Count the lines of the data below that include the string "keyboard", and provide nothing but the result.

_Exercise materials:_
*** Begin section ***

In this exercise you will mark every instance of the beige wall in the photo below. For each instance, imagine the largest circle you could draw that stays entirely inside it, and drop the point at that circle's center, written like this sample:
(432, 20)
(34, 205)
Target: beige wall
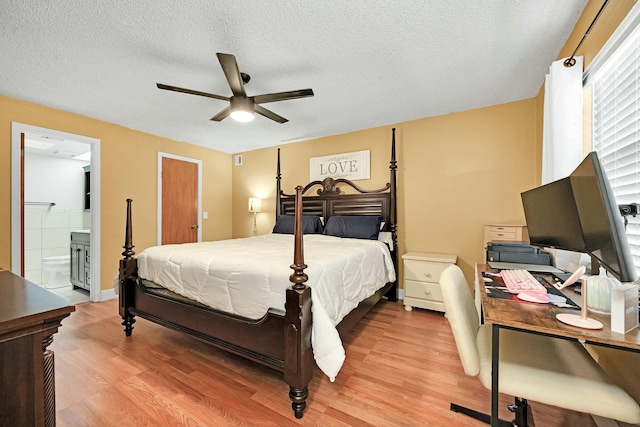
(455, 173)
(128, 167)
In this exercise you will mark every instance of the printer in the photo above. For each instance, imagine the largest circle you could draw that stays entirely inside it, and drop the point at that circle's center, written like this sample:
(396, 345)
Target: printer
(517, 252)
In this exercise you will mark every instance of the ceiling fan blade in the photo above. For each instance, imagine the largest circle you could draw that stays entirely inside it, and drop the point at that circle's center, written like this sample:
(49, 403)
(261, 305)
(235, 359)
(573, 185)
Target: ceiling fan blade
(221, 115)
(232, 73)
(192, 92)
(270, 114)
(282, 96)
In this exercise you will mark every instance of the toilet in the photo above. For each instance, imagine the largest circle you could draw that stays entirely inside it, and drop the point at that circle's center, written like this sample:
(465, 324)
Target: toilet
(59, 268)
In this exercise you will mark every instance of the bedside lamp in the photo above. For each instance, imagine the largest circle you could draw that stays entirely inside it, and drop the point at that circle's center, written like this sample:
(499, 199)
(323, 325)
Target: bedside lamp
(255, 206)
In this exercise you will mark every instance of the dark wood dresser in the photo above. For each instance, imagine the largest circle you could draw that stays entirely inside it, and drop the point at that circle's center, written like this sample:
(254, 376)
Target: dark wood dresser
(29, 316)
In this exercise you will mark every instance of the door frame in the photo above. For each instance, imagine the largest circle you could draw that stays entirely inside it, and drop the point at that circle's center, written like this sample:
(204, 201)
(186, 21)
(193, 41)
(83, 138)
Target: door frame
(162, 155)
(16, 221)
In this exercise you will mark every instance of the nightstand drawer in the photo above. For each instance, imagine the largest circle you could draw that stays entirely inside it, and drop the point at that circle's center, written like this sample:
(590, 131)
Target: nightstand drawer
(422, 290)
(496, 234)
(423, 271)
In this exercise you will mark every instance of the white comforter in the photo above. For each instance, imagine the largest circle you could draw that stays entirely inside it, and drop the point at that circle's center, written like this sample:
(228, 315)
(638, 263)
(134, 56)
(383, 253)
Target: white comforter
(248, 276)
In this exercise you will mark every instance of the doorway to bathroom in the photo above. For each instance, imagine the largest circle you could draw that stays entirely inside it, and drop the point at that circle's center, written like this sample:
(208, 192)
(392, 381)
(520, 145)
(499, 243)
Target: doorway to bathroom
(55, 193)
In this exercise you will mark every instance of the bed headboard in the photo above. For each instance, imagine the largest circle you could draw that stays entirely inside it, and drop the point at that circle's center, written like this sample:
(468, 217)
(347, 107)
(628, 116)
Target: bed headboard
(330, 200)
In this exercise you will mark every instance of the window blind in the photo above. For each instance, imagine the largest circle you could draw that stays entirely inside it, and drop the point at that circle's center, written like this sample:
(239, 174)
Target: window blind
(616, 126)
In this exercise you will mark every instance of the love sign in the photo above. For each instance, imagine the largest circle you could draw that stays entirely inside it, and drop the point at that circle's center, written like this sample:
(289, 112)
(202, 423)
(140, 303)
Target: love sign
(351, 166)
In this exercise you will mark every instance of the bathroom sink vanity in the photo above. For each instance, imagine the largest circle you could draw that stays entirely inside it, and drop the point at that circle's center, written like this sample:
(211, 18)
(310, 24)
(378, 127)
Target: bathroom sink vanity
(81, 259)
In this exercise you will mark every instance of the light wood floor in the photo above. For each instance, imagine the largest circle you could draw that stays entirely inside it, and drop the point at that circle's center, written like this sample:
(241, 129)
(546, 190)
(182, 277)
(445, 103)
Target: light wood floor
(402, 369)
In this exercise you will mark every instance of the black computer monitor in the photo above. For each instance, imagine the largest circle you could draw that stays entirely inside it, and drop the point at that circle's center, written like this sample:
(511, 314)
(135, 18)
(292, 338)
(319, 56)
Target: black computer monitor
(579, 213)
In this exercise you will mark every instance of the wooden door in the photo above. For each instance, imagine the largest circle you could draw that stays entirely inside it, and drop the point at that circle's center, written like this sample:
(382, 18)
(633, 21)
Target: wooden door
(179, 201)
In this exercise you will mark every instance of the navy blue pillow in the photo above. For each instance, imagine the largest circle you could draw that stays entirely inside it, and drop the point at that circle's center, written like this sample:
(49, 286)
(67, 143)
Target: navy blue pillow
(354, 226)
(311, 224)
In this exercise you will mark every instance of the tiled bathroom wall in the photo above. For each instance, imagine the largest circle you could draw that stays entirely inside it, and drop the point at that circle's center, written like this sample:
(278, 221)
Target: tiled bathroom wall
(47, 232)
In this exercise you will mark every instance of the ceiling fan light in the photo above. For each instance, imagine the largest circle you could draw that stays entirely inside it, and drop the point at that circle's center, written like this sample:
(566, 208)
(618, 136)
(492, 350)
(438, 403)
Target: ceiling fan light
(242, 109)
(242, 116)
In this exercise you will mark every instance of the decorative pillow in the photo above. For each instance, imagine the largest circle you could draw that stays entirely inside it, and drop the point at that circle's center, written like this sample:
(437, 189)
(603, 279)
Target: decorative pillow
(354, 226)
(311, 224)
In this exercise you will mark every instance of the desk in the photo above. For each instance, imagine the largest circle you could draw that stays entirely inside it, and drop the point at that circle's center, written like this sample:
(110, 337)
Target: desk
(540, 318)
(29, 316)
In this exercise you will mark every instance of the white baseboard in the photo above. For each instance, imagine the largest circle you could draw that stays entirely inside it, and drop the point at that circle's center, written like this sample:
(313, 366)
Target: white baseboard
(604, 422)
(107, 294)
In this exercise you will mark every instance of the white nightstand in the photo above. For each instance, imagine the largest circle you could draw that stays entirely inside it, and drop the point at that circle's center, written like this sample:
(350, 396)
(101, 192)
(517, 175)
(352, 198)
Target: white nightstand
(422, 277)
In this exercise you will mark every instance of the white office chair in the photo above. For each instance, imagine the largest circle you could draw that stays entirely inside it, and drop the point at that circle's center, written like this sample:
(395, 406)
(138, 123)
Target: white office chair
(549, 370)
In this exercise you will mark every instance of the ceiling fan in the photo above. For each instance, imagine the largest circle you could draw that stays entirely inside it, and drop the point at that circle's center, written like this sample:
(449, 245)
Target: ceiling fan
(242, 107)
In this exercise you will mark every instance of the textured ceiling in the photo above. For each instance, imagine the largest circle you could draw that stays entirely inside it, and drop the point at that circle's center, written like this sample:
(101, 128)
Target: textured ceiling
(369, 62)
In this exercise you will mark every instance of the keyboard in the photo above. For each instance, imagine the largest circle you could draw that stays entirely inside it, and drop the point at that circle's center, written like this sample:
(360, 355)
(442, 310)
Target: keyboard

*** End section ***

_Solution:_
2